# What the task requires:
Switch "even-odd" to "nonzero" wherever it occurs in the data below, and reproduce every line with nothing else altered.

# Records provided:
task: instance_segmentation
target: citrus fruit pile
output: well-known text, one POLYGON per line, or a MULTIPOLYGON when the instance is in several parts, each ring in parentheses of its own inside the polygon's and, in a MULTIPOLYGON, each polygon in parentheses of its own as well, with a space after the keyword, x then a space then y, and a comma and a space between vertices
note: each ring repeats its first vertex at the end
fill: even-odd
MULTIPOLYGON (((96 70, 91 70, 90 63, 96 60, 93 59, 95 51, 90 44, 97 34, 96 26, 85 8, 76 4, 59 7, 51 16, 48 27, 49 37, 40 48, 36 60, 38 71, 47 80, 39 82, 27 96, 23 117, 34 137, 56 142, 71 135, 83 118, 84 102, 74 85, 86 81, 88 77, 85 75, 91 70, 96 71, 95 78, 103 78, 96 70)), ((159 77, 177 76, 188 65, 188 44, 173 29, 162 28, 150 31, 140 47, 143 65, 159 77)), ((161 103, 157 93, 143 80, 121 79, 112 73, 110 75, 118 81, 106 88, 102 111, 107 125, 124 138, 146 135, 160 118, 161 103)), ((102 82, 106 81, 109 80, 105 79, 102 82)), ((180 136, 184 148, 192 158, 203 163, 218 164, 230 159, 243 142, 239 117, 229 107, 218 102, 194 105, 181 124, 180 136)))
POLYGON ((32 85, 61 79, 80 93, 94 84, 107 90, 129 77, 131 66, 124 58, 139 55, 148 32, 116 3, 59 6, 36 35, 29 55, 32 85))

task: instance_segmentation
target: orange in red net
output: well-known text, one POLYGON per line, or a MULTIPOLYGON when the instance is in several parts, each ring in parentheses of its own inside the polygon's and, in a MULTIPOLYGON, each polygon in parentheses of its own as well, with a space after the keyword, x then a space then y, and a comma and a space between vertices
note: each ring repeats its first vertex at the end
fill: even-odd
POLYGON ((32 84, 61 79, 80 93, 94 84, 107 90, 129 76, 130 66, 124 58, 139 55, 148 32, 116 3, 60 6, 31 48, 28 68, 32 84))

# Solution to this exercise:
task: instance_segmentation
target: citrus fruit pile
output: well-known text, one POLYGON per line, or a MULTIPOLYGON when the instance is in several parts, each ring in parentheses of its own inside the polygon's and, in a MULTIPOLYGON, each polygon in parentheses of its own as well, with a space after the keyword, x then a space then y, and a comma and a space between vertices
note: each ring repeats its first vertex at the end
fill: nonzero
MULTIPOLYGON (((96 70, 91 70, 90 63, 96 60, 93 59, 95 51, 90 44, 97 34, 96 26, 85 8, 76 4, 59 7, 51 16, 48 27, 49 37, 40 48, 36 60, 38 71, 47 80, 39 82, 27 96, 23 117, 34 137, 56 142, 71 135, 83 118, 84 102, 74 85, 86 81, 88 77, 85 75, 91 70, 96 71, 95 78, 103 78, 96 70)), ((159 77, 177 76, 188 65, 188 44, 173 29, 162 28, 150 31, 140 47, 143 65, 159 77)), ((161 103, 157 93, 143 80, 121 79, 112 73, 110 75, 118 81, 106 88, 102 111, 107 125, 124 138, 146 135, 160 118, 161 103)), ((102 82, 106 81, 109 80, 105 79, 102 82)), ((180 136, 184 148, 192 158, 203 163, 218 164, 230 159, 243 142, 239 117, 229 107, 218 102, 194 105, 181 124, 180 136)))
POLYGON ((32 85, 61 79, 80 93, 94 84, 107 90, 129 77, 131 66, 124 58, 139 55, 148 32, 116 3, 59 6, 36 35, 29 55, 32 85))

task: instance_segmentation
target: orange in red net
output: well-known text, one POLYGON per line, or a MULTIPOLYGON when the instance is in several parts, each ring in parentheses of its own inside the polygon's and, in a MULTIPOLYGON, each polygon in parentheses of its own as well, with a space after the keyword, x then a space then y, and a comma and a space between vertices
note: each ring repeats its first vertex at the end
fill: nonzero
POLYGON ((32 84, 61 79, 80 93, 94 84, 107 90, 129 76, 130 66, 124 58, 139 55, 148 32, 116 3, 60 6, 31 48, 28 68, 32 84))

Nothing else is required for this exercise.